[Task objective] In the items below, copy word for word every line from the one containing "Task: If you could identify the concrete" up to and including the one containing "point(1155, 346)".
#### Entries supplied ####
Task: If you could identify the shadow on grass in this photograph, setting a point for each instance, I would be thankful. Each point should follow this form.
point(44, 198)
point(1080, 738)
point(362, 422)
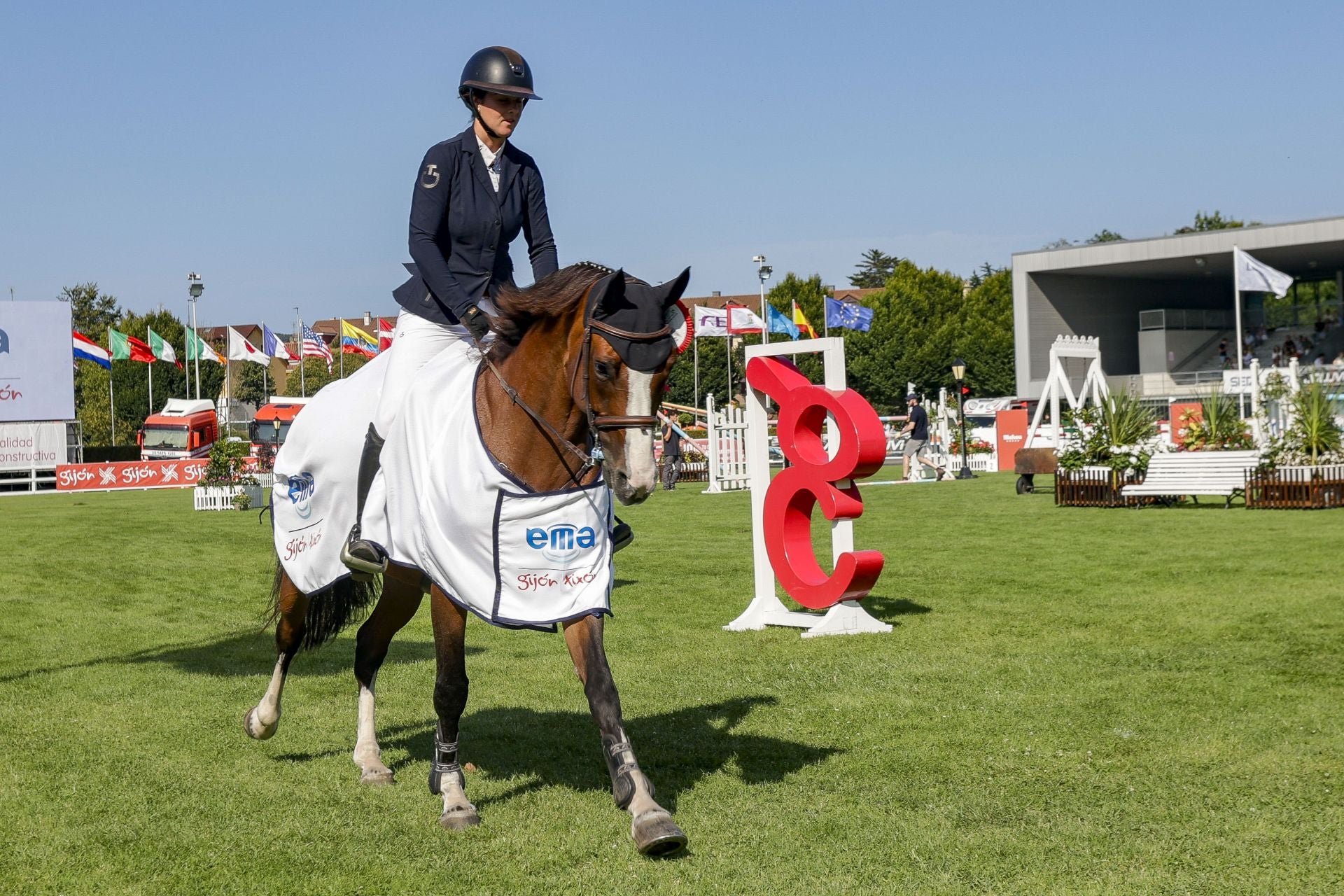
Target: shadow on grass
point(244, 653)
point(886, 609)
point(675, 748)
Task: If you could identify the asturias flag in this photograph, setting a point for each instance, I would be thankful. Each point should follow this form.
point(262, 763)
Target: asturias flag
point(778, 323)
point(273, 346)
point(86, 349)
point(128, 348)
point(802, 321)
point(356, 342)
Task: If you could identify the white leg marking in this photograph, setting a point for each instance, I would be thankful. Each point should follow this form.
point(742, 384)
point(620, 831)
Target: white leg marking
point(368, 752)
point(638, 442)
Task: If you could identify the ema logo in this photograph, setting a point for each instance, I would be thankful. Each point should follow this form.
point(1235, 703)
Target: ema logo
point(562, 542)
point(300, 492)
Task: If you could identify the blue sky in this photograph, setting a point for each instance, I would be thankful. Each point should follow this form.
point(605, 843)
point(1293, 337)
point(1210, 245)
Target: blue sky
point(273, 147)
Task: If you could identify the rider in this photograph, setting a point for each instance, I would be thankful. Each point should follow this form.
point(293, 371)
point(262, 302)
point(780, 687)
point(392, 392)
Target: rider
point(473, 194)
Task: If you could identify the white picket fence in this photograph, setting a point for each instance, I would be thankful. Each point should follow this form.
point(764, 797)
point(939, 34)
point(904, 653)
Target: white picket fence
point(727, 448)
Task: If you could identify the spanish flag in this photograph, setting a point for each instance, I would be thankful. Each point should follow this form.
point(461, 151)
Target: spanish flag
point(802, 321)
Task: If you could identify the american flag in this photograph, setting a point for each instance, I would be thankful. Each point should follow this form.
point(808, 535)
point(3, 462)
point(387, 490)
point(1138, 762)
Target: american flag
point(315, 347)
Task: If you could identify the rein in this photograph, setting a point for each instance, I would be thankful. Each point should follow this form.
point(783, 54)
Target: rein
point(597, 424)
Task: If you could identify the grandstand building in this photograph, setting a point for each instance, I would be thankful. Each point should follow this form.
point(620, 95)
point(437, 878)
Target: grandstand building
point(1163, 307)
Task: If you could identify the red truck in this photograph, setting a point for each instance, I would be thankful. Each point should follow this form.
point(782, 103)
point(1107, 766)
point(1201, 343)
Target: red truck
point(270, 426)
point(185, 429)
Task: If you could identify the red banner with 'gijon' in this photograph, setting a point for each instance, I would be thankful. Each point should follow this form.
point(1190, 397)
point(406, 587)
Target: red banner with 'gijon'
point(134, 475)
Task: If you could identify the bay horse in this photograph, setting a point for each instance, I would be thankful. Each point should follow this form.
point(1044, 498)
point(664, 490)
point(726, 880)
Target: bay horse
point(568, 390)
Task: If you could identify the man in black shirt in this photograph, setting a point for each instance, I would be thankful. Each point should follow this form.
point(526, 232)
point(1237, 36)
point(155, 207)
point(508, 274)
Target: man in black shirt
point(917, 426)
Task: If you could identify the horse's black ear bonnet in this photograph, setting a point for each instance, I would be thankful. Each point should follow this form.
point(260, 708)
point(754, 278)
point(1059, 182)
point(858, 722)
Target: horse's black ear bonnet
point(635, 317)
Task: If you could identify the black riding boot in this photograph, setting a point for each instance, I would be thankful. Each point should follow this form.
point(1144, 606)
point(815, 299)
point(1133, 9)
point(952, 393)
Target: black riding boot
point(365, 558)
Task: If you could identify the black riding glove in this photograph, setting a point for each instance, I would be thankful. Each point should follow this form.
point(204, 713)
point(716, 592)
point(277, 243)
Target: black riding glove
point(477, 323)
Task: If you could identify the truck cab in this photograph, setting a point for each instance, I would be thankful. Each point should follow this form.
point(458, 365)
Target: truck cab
point(185, 429)
point(270, 425)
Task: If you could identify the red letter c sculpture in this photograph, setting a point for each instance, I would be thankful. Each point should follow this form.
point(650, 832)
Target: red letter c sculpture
point(812, 480)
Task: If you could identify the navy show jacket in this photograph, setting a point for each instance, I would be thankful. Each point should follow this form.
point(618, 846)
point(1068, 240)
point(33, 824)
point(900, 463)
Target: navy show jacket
point(461, 229)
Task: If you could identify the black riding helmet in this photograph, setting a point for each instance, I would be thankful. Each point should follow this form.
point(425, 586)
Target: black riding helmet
point(496, 70)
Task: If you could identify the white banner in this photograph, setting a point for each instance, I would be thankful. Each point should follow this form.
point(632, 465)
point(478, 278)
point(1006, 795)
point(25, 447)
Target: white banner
point(710, 321)
point(36, 363)
point(27, 447)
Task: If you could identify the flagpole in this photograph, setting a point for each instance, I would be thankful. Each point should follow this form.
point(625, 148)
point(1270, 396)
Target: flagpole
point(112, 400)
point(1237, 305)
point(695, 367)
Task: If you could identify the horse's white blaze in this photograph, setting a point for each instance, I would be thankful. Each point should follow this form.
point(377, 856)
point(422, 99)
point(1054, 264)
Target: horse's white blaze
point(268, 711)
point(638, 442)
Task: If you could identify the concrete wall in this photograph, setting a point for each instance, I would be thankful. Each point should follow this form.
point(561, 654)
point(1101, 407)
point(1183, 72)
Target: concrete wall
point(1108, 308)
point(1155, 346)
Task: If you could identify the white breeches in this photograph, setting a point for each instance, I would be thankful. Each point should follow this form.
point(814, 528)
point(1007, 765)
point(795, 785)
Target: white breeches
point(414, 343)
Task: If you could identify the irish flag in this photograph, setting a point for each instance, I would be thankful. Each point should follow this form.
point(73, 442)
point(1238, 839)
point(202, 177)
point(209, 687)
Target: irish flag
point(163, 348)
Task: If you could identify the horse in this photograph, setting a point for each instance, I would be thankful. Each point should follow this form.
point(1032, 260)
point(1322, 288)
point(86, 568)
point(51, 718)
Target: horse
point(565, 400)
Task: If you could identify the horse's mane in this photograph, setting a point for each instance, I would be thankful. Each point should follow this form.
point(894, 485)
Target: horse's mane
point(521, 308)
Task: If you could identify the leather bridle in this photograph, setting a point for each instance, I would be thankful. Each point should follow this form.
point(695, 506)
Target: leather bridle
point(597, 422)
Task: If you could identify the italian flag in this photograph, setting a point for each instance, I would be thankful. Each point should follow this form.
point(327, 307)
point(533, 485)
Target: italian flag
point(128, 348)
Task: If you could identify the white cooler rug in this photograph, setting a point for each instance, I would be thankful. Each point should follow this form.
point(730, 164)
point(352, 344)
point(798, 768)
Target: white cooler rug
point(441, 504)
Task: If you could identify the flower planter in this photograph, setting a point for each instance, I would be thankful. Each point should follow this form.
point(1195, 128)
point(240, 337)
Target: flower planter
point(220, 498)
point(1296, 488)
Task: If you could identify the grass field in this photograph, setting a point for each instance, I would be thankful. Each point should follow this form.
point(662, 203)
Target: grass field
point(1072, 701)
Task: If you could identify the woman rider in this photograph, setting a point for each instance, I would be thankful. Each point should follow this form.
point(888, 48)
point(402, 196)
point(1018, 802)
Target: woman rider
point(473, 194)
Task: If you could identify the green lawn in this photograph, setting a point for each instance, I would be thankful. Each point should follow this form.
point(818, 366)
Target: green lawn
point(1072, 701)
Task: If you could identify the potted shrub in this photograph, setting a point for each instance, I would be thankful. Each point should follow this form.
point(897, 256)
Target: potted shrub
point(1303, 468)
point(226, 484)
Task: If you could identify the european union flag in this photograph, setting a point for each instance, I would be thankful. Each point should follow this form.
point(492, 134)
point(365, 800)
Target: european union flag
point(848, 315)
point(781, 324)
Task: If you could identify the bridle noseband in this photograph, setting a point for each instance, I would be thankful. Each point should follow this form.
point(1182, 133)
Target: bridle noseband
point(597, 422)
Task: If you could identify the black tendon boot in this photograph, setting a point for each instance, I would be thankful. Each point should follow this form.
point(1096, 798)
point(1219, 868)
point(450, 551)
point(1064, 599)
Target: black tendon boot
point(365, 558)
point(622, 535)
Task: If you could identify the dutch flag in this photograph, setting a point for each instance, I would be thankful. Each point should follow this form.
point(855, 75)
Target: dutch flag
point(86, 349)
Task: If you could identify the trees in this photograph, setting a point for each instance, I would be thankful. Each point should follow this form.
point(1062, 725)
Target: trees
point(874, 270)
point(1212, 222)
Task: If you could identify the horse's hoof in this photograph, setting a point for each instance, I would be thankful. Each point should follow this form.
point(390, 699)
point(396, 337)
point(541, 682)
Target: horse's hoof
point(458, 818)
point(656, 836)
point(378, 778)
point(255, 729)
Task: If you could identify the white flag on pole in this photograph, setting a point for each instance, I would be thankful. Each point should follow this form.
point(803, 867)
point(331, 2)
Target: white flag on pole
point(1259, 277)
point(743, 320)
point(239, 349)
point(710, 321)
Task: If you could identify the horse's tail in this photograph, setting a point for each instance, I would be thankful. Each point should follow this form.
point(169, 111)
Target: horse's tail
point(330, 610)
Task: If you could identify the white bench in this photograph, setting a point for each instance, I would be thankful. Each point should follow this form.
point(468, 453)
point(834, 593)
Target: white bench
point(1174, 475)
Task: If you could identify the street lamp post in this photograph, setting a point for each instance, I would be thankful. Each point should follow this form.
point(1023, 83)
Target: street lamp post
point(958, 371)
point(764, 274)
point(195, 288)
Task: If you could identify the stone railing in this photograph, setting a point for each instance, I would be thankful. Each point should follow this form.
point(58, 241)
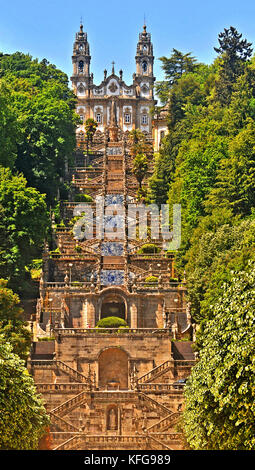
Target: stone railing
point(73, 373)
point(68, 285)
point(114, 331)
point(164, 423)
point(61, 387)
point(95, 441)
point(74, 256)
point(185, 363)
point(115, 395)
point(153, 373)
point(70, 404)
point(69, 444)
point(62, 423)
point(159, 387)
point(154, 404)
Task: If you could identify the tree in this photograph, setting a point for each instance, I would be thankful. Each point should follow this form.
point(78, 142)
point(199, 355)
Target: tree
point(44, 106)
point(8, 129)
point(90, 129)
point(174, 67)
point(219, 411)
point(23, 418)
point(234, 52)
point(23, 225)
point(140, 167)
point(12, 326)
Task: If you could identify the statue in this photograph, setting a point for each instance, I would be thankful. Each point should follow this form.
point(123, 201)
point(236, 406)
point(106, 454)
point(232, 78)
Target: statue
point(112, 420)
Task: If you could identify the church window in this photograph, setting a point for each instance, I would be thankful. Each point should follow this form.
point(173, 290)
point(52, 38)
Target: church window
point(81, 66)
point(144, 119)
point(162, 135)
point(144, 66)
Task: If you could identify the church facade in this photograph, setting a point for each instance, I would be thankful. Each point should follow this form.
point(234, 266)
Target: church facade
point(110, 388)
point(133, 102)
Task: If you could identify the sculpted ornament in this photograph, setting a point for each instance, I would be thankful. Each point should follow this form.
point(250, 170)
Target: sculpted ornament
point(113, 87)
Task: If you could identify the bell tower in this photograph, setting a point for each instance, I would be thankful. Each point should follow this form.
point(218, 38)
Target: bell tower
point(144, 55)
point(81, 78)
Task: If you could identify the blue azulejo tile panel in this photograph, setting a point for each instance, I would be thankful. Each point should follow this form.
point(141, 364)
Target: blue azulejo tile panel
point(113, 277)
point(112, 249)
point(114, 199)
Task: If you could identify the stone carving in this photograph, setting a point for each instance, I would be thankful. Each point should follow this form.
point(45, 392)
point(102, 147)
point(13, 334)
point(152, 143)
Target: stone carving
point(112, 277)
point(112, 420)
point(112, 249)
point(113, 87)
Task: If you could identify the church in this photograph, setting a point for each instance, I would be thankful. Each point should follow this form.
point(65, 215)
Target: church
point(134, 103)
point(112, 387)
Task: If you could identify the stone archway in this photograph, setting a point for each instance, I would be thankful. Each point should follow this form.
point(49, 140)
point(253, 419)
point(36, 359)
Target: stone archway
point(113, 305)
point(113, 369)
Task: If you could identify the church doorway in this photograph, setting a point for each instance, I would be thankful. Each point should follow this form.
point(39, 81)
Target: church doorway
point(113, 369)
point(113, 306)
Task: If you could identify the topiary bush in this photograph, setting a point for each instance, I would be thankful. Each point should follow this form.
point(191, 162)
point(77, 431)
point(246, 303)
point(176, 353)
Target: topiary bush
point(150, 279)
point(83, 198)
point(111, 322)
point(149, 248)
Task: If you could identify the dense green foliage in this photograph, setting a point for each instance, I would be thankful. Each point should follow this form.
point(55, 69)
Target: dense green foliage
point(40, 141)
point(111, 322)
point(12, 326)
point(22, 415)
point(207, 163)
point(220, 395)
point(23, 225)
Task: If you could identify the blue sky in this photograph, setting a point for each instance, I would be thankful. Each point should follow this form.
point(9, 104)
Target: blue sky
point(46, 28)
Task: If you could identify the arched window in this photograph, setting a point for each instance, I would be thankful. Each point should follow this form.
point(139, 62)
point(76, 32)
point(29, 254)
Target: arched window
point(81, 66)
point(144, 66)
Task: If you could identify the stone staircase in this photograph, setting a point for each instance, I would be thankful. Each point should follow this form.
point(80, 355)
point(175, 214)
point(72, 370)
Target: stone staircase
point(164, 424)
point(70, 405)
point(155, 373)
point(99, 442)
point(73, 373)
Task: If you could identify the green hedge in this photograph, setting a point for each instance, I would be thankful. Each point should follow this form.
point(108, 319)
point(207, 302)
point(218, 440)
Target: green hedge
point(149, 248)
point(83, 198)
point(111, 322)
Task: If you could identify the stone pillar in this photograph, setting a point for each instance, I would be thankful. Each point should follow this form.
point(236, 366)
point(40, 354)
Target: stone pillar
point(159, 315)
point(133, 315)
point(91, 314)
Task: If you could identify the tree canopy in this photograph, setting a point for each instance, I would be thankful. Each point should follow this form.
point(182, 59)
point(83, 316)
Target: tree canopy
point(23, 418)
point(220, 394)
point(43, 104)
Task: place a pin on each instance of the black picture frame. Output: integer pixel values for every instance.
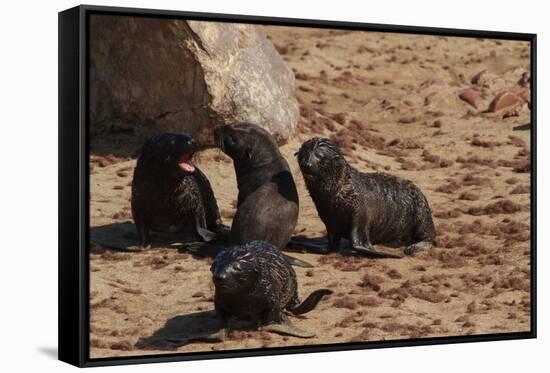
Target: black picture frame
(74, 185)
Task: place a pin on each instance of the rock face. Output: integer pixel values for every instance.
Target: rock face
(151, 75)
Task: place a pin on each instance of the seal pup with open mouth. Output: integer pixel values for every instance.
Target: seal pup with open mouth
(169, 193)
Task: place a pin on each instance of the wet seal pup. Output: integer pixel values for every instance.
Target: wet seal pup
(267, 205)
(256, 283)
(169, 193)
(366, 208)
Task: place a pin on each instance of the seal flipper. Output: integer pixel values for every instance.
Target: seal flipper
(297, 262)
(374, 253)
(422, 245)
(313, 245)
(206, 235)
(287, 329)
(310, 302)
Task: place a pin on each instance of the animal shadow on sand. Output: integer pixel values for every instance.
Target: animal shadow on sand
(195, 327)
(318, 245)
(181, 330)
(123, 237)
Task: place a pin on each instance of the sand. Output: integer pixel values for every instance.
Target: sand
(392, 102)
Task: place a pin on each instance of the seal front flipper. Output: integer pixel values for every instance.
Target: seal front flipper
(206, 235)
(297, 262)
(310, 302)
(374, 253)
(359, 236)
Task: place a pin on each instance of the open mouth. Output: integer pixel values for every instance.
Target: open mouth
(185, 162)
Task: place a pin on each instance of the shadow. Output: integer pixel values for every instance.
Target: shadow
(318, 245)
(522, 127)
(181, 330)
(123, 237)
(50, 352)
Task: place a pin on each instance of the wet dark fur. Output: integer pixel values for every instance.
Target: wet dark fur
(267, 207)
(166, 198)
(255, 282)
(367, 208)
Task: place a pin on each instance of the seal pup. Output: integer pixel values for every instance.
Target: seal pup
(256, 283)
(366, 208)
(169, 193)
(267, 204)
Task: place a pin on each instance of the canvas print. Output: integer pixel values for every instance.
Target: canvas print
(259, 186)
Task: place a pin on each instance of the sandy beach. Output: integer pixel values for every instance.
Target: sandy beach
(392, 102)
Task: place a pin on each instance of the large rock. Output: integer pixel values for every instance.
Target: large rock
(150, 75)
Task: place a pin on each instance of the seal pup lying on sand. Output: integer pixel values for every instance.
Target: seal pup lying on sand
(256, 283)
(366, 208)
(267, 206)
(169, 193)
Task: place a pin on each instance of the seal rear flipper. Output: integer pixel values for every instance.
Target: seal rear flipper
(297, 262)
(287, 329)
(310, 302)
(174, 342)
(373, 253)
(422, 245)
(200, 249)
(206, 235)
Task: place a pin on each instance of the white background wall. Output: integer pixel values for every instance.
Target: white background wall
(28, 184)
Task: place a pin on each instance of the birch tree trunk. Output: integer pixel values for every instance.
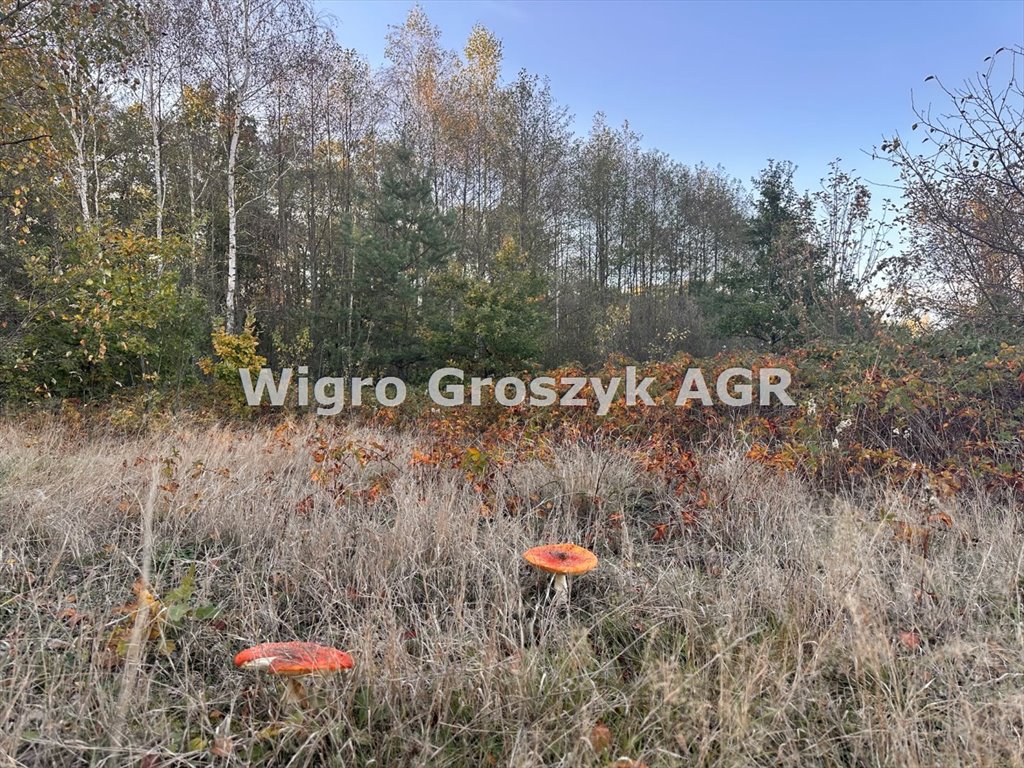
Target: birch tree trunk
(232, 219)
####
[Answer to this exercise]
Task: If you could identify the concrete wall in this photograph, setting a point for each instance, I would be thankful. Each point should follow this form.
point(561, 654)
point(1101, 407)
point(1183, 72)
Target: concrete wall
point(1108, 308)
point(1155, 346)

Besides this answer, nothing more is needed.